▶ Material provided:
━━━━━━━━━━━━━━━━

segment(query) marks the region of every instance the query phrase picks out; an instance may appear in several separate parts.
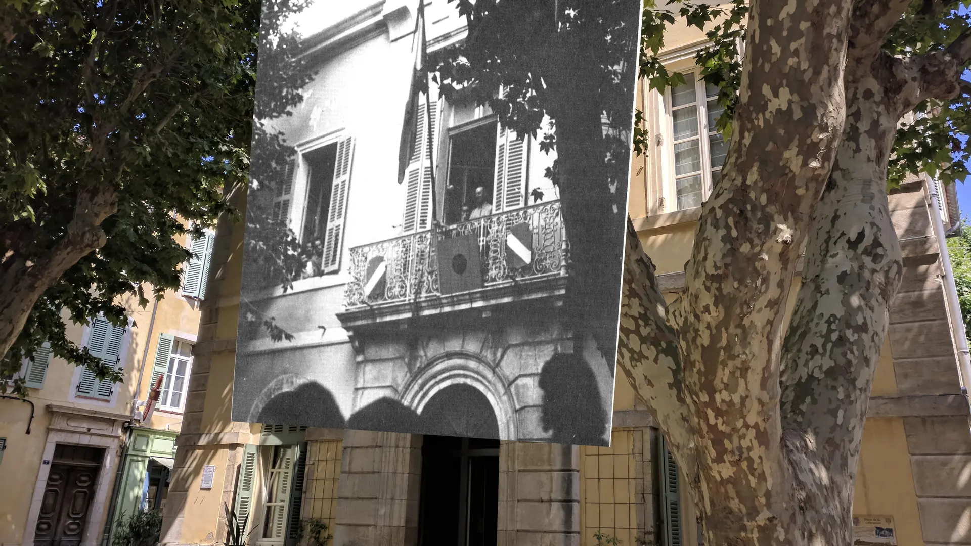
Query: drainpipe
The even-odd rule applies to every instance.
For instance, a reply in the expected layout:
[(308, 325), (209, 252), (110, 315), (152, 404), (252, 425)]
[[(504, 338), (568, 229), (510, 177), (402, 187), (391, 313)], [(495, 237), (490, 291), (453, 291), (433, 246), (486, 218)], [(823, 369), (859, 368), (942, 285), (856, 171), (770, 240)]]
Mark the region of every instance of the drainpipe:
[(944, 286), (944, 295), (948, 318), (951, 319), (951, 332), (954, 341), (954, 348), (957, 352), (957, 365), (960, 369), (961, 385), (965, 393), (971, 386), (971, 351), (968, 350), (967, 332), (964, 331), (964, 321), (961, 318), (961, 304), (957, 299), (957, 288), (954, 286), (954, 273), (951, 268), (951, 256), (948, 254), (948, 242), (945, 239), (944, 222), (941, 220), (941, 209), (937, 195), (936, 185), (931, 185), (927, 177), (924, 177), (923, 188), (930, 197), (927, 208), (930, 209), (930, 223), (934, 228), (934, 236), (937, 237), (937, 247), (940, 251), (941, 267), (944, 274), (941, 275), (941, 284)]
[(138, 370), (138, 383), (135, 384), (135, 397), (131, 401), (131, 418), (135, 419), (138, 409), (138, 396), (142, 393), (142, 377), (145, 375), (145, 364), (149, 361), (149, 346), (151, 345), (151, 329), (155, 325), (155, 313), (158, 311), (158, 300), (151, 306), (151, 320), (149, 321), (149, 334), (145, 338), (145, 352), (142, 353), (142, 367)]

━━━━━━━━━━━━━━━━

Please put the material above into a Markdown table with the columns "Row" and "Content", one numbered row per line and blank lines left out. Omit the pictures.

▶ Solution for this task:
| Row | Content |
|---|---|
| 1 | segment(query) marks the region of every instance the query phrase picks out; an instance may appear in several separate parts. |
| 2 | Query: drainpipe |
| 3 | The even-odd rule applies to every instance. |
| 4 | For instance, a reply in the expected layout: |
| 5 | [(308, 325), (209, 252), (110, 315), (152, 404), (252, 425)] |
| 6 | [[(504, 338), (568, 229), (510, 177), (402, 187), (391, 313)], [(495, 237), (490, 291), (453, 291), (433, 246), (486, 218)], [(823, 369), (859, 368), (942, 285), (856, 171), (770, 240)]] |
| 7 | Mark the region of every instance of the drainpipe: |
| 8 | [(944, 286), (944, 295), (948, 318), (951, 319), (951, 332), (954, 341), (954, 348), (957, 352), (957, 365), (960, 369), (961, 385), (965, 393), (971, 386), (971, 351), (968, 350), (967, 332), (964, 331), (964, 321), (961, 318), (961, 304), (957, 299), (957, 288), (954, 286), (954, 273), (951, 268), (951, 256), (948, 254), (948, 242), (945, 239), (944, 222), (941, 220), (941, 209), (937, 195), (936, 185), (931, 185), (927, 177), (924, 177), (923, 188), (930, 197), (927, 208), (930, 209), (930, 223), (934, 228), (934, 236), (937, 237), (937, 247), (940, 251), (941, 267), (944, 274), (941, 275), (941, 284)] |
| 9 | [(138, 370), (138, 383), (135, 384), (135, 397), (131, 401), (131, 418), (135, 419), (138, 409), (138, 396), (142, 393), (142, 377), (145, 375), (145, 364), (149, 361), (149, 346), (151, 345), (151, 329), (155, 325), (155, 313), (158, 311), (158, 300), (151, 306), (151, 320), (149, 321), (149, 334), (145, 338), (145, 352), (142, 353), (142, 367)] |